The government has taken an extremely broad view of the material support to a terrorist organization ground of inadmissibility, using it to deny many victims of persecution the opportunity to be granted asylum or other relief from deportation.

According to the Immigration and Nationality Act (INA) ground of inadmissibility under section 212(a)(3)(B)(i)(VIII), material support to a terrorist organization is defined as the following:

(VI) to commit an act that the actor knows, or reasonably should know, affords material support, including a safe house, transportation, communications, funds, transfer of funds or other material financial benefit, false documentation or identification, weapons (including chemical, biological, or radiological weapons), explosives, or training–

(aa) for the commission of a terrorist activity;

(bb) to any individual who the actor knows, or reasonably should know, has committed or plans to commit a terrorist activity;

(cc) to a terrorist organization described in subclause (I) or (II) of clause (vi) or to any member of such an organization; or

(dd) to a terrorist organization described in clause (vi)(III), or to any member of such an organization, unless the actor can demonstrate by clear and convincing evidence that the actor did not know, and should not reasonably have known, that the organization was a terrorist organization.

• **Given data**:
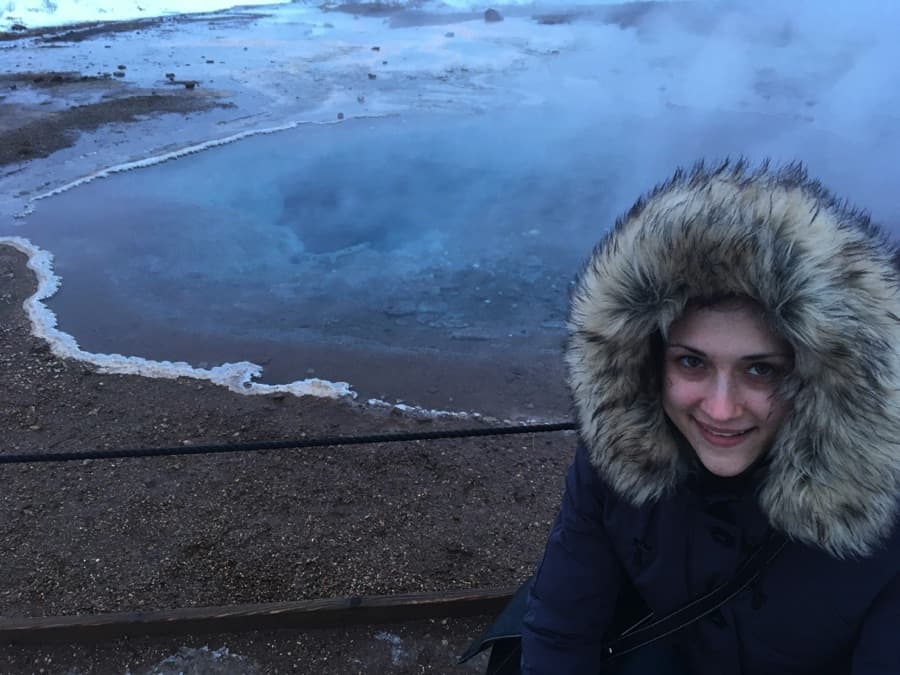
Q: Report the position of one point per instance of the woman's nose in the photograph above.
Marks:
(721, 401)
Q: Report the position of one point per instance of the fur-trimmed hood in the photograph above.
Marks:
(829, 282)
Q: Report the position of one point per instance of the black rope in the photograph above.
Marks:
(33, 457)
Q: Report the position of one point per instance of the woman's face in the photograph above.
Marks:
(721, 371)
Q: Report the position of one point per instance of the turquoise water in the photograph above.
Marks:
(405, 235)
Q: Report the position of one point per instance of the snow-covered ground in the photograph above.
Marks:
(44, 13)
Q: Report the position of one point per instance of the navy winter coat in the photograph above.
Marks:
(809, 613)
(639, 510)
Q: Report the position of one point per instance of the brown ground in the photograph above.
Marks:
(106, 536)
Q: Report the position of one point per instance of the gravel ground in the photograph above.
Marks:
(140, 534)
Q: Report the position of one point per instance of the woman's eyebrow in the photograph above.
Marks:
(748, 357)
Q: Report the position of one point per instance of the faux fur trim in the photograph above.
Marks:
(827, 278)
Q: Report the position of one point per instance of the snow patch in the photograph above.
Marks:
(237, 377)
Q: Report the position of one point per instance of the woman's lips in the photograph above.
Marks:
(723, 438)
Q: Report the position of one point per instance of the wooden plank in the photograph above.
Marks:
(302, 614)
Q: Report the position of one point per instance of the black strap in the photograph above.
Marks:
(649, 630)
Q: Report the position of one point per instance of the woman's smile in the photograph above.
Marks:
(722, 369)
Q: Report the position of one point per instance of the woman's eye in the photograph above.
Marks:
(690, 362)
(762, 370)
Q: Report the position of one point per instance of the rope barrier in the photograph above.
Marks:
(32, 457)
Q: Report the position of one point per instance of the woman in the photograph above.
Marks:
(734, 358)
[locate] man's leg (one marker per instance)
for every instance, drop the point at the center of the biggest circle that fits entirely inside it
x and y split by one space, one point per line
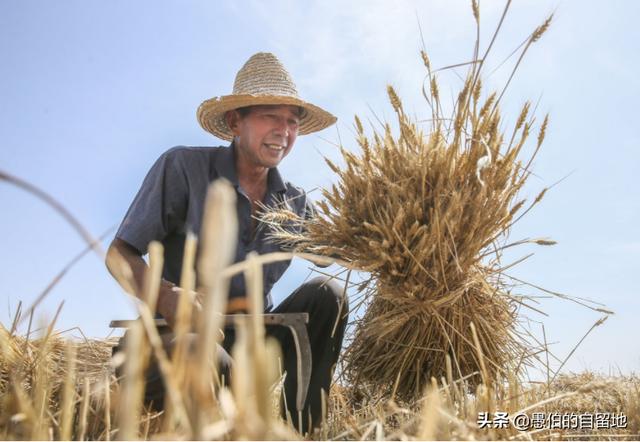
328 313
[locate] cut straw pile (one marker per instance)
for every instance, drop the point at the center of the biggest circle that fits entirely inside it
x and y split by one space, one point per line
427 213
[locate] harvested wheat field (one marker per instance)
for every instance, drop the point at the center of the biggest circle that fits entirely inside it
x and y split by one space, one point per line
65 389
439 349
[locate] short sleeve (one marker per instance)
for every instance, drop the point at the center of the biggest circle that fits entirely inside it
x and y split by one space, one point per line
160 205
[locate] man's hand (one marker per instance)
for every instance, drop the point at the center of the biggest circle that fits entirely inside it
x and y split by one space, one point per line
168 299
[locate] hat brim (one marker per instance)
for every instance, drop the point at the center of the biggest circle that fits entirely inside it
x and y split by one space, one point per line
211 113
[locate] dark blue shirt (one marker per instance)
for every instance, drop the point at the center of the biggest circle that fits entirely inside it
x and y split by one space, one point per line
171 201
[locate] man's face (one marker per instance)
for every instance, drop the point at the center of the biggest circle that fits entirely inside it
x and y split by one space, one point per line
266 134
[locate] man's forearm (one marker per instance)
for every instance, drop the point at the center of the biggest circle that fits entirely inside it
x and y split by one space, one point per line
120 250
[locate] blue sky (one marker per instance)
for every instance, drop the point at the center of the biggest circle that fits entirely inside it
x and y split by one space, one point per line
92 92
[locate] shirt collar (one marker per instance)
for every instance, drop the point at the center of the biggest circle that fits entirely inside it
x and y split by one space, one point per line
226 168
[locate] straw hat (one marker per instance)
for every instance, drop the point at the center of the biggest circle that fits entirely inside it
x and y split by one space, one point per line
262 80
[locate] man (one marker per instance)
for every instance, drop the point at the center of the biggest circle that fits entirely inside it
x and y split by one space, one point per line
262 118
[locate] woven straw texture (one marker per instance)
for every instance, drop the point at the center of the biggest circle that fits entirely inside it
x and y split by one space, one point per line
262 80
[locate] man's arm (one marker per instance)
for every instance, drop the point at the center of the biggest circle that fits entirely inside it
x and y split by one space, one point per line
167 298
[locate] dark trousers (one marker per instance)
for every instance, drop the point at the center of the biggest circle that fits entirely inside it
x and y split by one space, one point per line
322 299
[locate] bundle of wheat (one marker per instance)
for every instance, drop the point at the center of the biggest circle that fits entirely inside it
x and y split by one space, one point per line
427 213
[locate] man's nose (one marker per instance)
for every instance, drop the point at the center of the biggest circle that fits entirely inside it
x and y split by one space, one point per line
282 127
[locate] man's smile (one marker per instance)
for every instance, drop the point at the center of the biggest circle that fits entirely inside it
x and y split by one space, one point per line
275 147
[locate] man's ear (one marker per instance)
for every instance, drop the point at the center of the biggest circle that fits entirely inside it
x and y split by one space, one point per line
232 118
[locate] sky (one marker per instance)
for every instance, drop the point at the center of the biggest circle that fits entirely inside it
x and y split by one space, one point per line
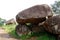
10 8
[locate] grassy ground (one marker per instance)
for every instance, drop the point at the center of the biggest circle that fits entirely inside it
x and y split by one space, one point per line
40 36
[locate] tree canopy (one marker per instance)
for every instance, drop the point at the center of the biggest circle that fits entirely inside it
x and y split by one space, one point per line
56 7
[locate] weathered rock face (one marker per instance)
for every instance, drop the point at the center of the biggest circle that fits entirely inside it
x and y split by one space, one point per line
53 24
35 14
11 21
22 29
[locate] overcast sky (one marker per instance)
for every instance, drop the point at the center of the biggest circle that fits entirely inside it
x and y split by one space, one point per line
9 8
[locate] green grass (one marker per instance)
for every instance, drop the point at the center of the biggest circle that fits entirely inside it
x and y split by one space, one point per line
40 36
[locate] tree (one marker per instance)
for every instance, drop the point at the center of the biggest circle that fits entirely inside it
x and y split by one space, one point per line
56 7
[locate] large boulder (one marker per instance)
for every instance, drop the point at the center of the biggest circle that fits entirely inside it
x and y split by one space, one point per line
11 21
35 14
52 25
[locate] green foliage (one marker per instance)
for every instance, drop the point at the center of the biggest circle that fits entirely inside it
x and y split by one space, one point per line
2 21
56 7
40 35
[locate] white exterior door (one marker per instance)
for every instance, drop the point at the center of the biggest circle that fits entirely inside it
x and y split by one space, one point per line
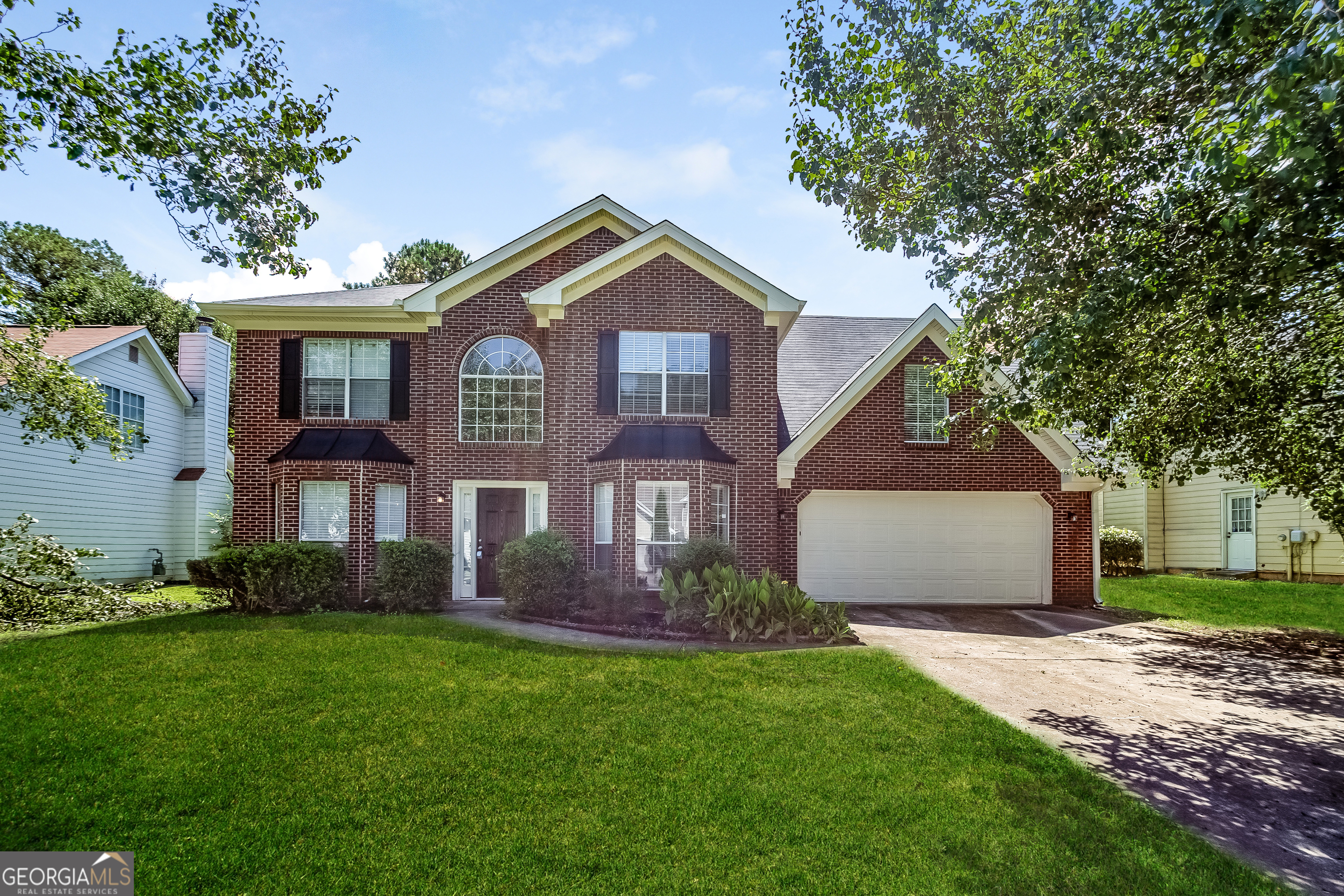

• **Required work**:
(a) In the passage on the material support ground of inadmissibility, what standard of evidence must an actor meet under subclause (dd) to show they did not know the organization was a terrorist organization?
(b) Resume the passage on the material support ground of inadmissibility after its last sentence.

• **Written responses**:
(a) Clear and convincing evidence.

(b)
The definition of material support as a ground of deportability or removability is exactly the same as the definition for the ground of inadmissibility.

In immigration, the material support ground of inadmissibility has been applied to deny many Central Americans, Columbians, and others who are victims of guerilla and terrorist organizations, any relief from deportation or removal. The material support ground is interpreted so broadly, that even if you are forced while looking at the barrel of a gun of a terrorist ready to send you out of this world, you will still be found to have provided material support and will be ineligible for immigration benefits.

In Matter of A-C-M-, 27 I&N Dec. 303 (BIA 2018) the BIA held that a woman from El Salvador was not eligible for cancellation of removal because she had provided material support to a terrorist organization. This unfortunate woman was a victim of the guerillas, who kidnapped and enslaved her, and forced her to watch her husband dig his own grave before they murdered him. However, in spite of the fact that she was a victim of the guerillas, the BIA held that she was not eligible for cancellation of removal because she had provided material support, as she was forced to cook, clean and wash their clothes while a slave to them.

This provision of law, clearly intended to stop bad guys (and bad gals!) who support terrorists from coming to the US or getting immigration benefits, is being used to punish women, children, and other weak and vulnerable populations who have been the victims of terrorists and transnational criminal organizations, as a cudgel to deny them any kind of immigration benefits or relief from removal and deportation.

The BIA has made clear, time and again, that even though an individual provides material support involuntarily, while under duress, he or she is still barred under the material support ground of inadmissibility. See, Matter of M-H-Z-, 26 I&N Dec. 757 (BIA 2016).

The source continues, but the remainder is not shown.